◆ Problem to work on ◆
Each record below should be output verbatim, without pictures.

Image point grounding data:

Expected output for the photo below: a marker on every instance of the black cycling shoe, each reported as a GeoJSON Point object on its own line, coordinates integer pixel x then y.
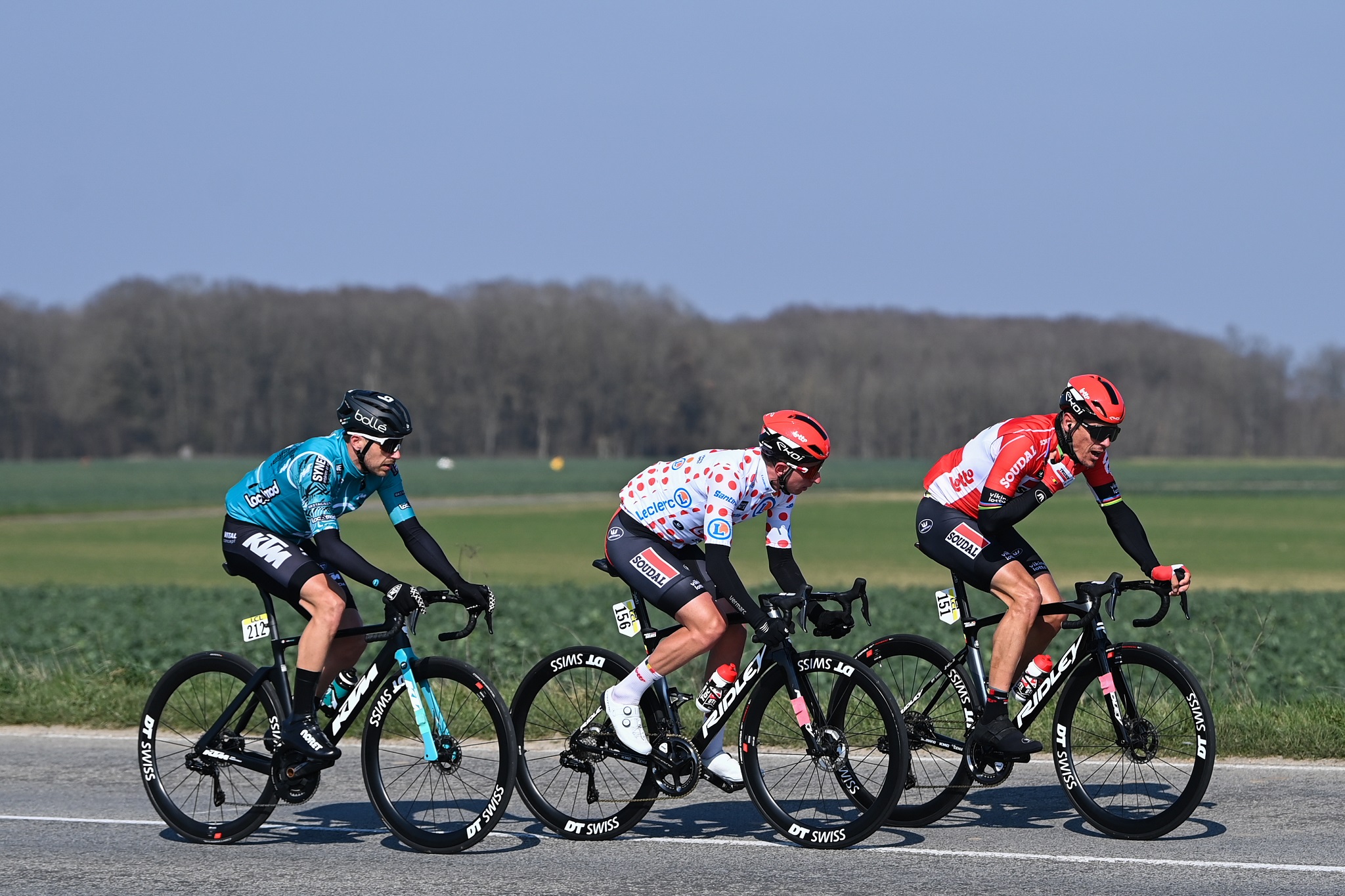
{"type": "Point", "coordinates": [1002, 735]}
{"type": "Point", "coordinates": [300, 733]}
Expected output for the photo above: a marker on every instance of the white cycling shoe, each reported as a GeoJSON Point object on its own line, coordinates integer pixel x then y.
{"type": "Point", "coordinates": [626, 721]}
{"type": "Point", "coordinates": [725, 767]}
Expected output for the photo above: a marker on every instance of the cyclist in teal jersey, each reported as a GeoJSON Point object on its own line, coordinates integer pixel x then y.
{"type": "Point", "coordinates": [282, 534]}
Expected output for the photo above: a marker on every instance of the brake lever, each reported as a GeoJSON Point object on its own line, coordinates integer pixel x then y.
{"type": "Point", "coordinates": [862, 587]}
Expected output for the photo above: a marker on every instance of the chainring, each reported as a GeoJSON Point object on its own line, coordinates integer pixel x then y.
{"type": "Point", "coordinates": [986, 767]}
{"type": "Point", "coordinates": [677, 765]}
{"type": "Point", "coordinates": [294, 790]}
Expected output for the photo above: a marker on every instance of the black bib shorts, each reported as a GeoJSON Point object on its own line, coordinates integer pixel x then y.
{"type": "Point", "coordinates": [277, 563]}
{"type": "Point", "coordinates": [666, 575]}
{"type": "Point", "coordinates": [954, 539]}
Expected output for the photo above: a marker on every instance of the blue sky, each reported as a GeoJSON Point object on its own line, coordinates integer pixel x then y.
{"type": "Point", "coordinates": [1174, 161]}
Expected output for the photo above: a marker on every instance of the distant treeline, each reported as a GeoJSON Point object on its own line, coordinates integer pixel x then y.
{"type": "Point", "coordinates": [611, 370]}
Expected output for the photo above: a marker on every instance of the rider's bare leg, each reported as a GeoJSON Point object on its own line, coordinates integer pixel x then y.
{"type": "Point", "coordinates": [345, 652]}
{"type": "Point", "coordinates": [1023, 594]}
{"type": "Point", "coordinates": [704, 628]}
{"type": "Point", "coordinates": [1044, 630]}
{"type": "Point", "coordinates": [326, 608]}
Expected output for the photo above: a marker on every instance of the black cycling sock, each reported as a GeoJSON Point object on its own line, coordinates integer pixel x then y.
{"type": "Point", "coordinates": [305, 691]}
{"type": "Point", "coordinates": [997, 703]}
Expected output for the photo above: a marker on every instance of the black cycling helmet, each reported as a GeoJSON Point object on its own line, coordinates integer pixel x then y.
{"type": "Point", "coordinates": [374, 416]}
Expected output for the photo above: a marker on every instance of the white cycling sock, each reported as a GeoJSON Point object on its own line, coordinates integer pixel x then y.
{"type": "Point", "coordinates": [716, 744]}
{"type": "Point", "coordinates": [632, 687]}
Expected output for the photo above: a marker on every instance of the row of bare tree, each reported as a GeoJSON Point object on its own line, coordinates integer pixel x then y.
{"type": "Point", "coordinates": [611, 370]}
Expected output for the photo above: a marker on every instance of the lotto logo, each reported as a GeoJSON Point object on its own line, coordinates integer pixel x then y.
{"type": "Point", "coordinates": [967, 540]}
{"type": "Point", "coordinates": [654, 567]}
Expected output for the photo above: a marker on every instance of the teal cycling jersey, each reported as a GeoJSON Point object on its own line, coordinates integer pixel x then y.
{"type": "Point", "coordinates": [301, 489]}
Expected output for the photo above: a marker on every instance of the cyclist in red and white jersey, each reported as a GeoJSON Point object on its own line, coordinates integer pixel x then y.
{"type": "Point", "coordinates": [974, 498]}
{"type": "Point", "coordinates": [653, 544]}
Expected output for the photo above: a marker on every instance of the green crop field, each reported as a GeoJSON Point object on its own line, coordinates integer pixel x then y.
{"type": "Point", "coordinates": [110, 570]}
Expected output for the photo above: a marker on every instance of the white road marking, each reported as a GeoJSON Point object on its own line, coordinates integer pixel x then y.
{"type": "Point", "coordinates": [971, 853]}
{"type": "Point", "coordinates": [731, 842]}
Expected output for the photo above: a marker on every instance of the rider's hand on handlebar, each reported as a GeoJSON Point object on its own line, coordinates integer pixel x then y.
{"type": "Point", "coordinates": [1056, 476]}
{"type": "Point", "coordinates": [830, 624]}
{"type": "Point", "coordinates": [1176, 575]}
{"type": "Point", "coordinates": [405, 598]}
{"type": "Point", "coordinates": [475, 597]}
{"type": "Point", "coordinates": [772, 631]}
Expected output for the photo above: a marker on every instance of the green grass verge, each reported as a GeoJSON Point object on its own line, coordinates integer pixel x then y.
{"type": "Point", "coordinates": [89, 656]}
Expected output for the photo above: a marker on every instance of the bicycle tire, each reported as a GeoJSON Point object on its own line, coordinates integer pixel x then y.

◆ Answer ◆
Expected output for the photo below: a marker on every instance of the black cycling shoe, each reported as a GeoJSON Point object on its own line, coordinates integer pixel x then y.
{"type": "Point", "coordinates": [1002, 735]}
{"type": "Point", "coordinates": [300, 733]}
Expected output for the photo above: a marker on every instance of the white cycling shoe, each reported as a GeoJSON Point object on its own line, coordinates integer pixel x then y.
{"type": "Point", "coordinates": [626, 721]}
{"type": "Point", "coordinates": [725, 767]}
Expected output for the photo above: a marker on every instance of the cyclist in teal jersey, each reported as a GeoJSON Point object on its own line, coordinates integer pixel x then y.
{"type": "Point", "coordinates": [282, 534]}
Expected output for the photo above: a marker on every instance of the brake lever, each reported as a GeoJSON Point object on its own line, coordinates integer pixel x then y.
{"type": "Point", "coordinates": [862, 587]}
Expected output for the photo above: a marker on every instance of the chainring, each reported as a GeoJSON Point object on its own line, coordinates integer pixel x then y.
{"type": "Point", "coordinates": [986, 767]}
{"type": "Point", "coordinates": [677, 765]}
{"type": "Point", "coordinates": [294, 790]}
Expected output for the photo above: a marker on every instance of the black bib shorts, each reported as a GeoJSON Point object on its own line, coordinates integer pixel x then y.
{"type": "Point", "coordinates": [277, 563]}
{"type": "Point", "coordinates": [666, 575]}
{"type": "Point", "coordinates": [954, 539]}
Expected output for the photo above: a marker on every instance of the blue sky, each reported as a GeoJSON Point object on its own line, coordinates integer pixel x then y.
{"type": "Point", "coordinates": [1174, 161]}
Expected output for the photo above: a marker on every instance of the distant treeline, each reported as a GeoJSON Point object on its own line, coordinates integer pixel x then y.
{"type": "Point", "coordinates": [611, 370]}
Expected output for the photo above: a marker on every instance of the rider's bare leg, each reported as a GeoJSON Point object on its own line, coordinates integer pixel x then y.
{"type": "Point", "coordinates": [345, 652]}
{"type": "Point", "coordinates": [1023, 594]}
{"type": "Point", "coordinates": [704, 628]}
{"type": "Point", "coordinates": [1044, 630]}
{"type": "Point", "coordinates": [326, 608]}
Expected output for the photo above: a marker on every instance of the black cycling sock, each reported as a GeoJSON Point object on its own line, coordinates integer pixel x then y.
{"type": "Point", "coordinates": [305, 691]}
{"type": "Point", "coordinates": [997, 703]}
Expected output for the photo above: a marker on every instance of the black cycling helmet, each reported as a GeoJSON Point object on its own line, coordinates integer pixel x then y.
{"type": "Point", "coordinates": [374, 416]}
Expected output for the photo above: a marker on every instance of the white cycling sock, each reported as a GeoJSON Point object on its own line, coordinates integer pixel x then y.
{"type": "Point", "coordinates": [716, 744]}
{"type": "Point", "coordinates": [632, 687]}
Expected output for the photo above: a marker on every instance of the row of bare tree, each reported as a GeoJSON Point object on its own line, coordinates integer pixel x then y.
{"type": "Point", "coordinates": [611, 370]}
Expected output for the photo above: a marker on every instance of the lotto logo, each reported as a GeoJSON Point object on its own line, coordinates integer pixel x then y.
{"type": "Point", "coordinates": [967, 540]}
{"type": "Point", "coordinates": [654, 567]}
Expected output for the photo above: a marker on every instance of the teal cycling jersey, each reported as a GeoJSON Point object on its own line, coordinates integer pixel x then y.
{"type": "Point", "coordinates": [301, 489]}
Expected output for the photo above: a marker on every instance of the cyclist in red and white jersey, each reported as a GeoJSON Point object on its own line, coordinates integer pixel x then y.
{"type": "Point", "coordinates": [974, 498]}
{"type": "Point", "coordinates": [653, 544]}
Expected output for the photo above: a marker on every instance of the green crop field, each reported as a GeoJSON Point object on its own line, coordinates integer pixel x then y.
{"type": "Point", "coordinates": [110, 570]}
Expected output for the photo above: a marker on every instance of the white road marking, each reported as a GeoJSON Point object on its own line, coordinates integer pixel x then y.
{"type": "Point", "coordinates": [971, 853]}
{"type": "Point", "coordinates": [731, 842]}
Expected output for the photo above: a marker on every instance of the rider's hand on handlebar, each reported as a GeoJSON Point object on its own line, coordinates integer pixel x then y.
{"type": "Point", "coordinates": [1056, 476]}
{"type": "Point", "coordinates": [830, 624]}
{"type": "Point", "coordinates": [1176, 575]}
{"type": "Point", "coordinates": [405, 598]}
{"type": "Point", "coordinates": [475, 597]}
{"type": "Point", "coordinates": [772, 631]}
Expected output for the photo above: a marker on every instance of the green grass verge, each reported as a GeoJSON Point object on its own line, coordinates integer pixel x then y.
{"type": "Point", "coordinates": [89, 656]}
Expected output for the photo above: a marker on every instance of the bicycle tire, each reported as a GeoJSON Point object on its own line, coordinates integer pixel x then y.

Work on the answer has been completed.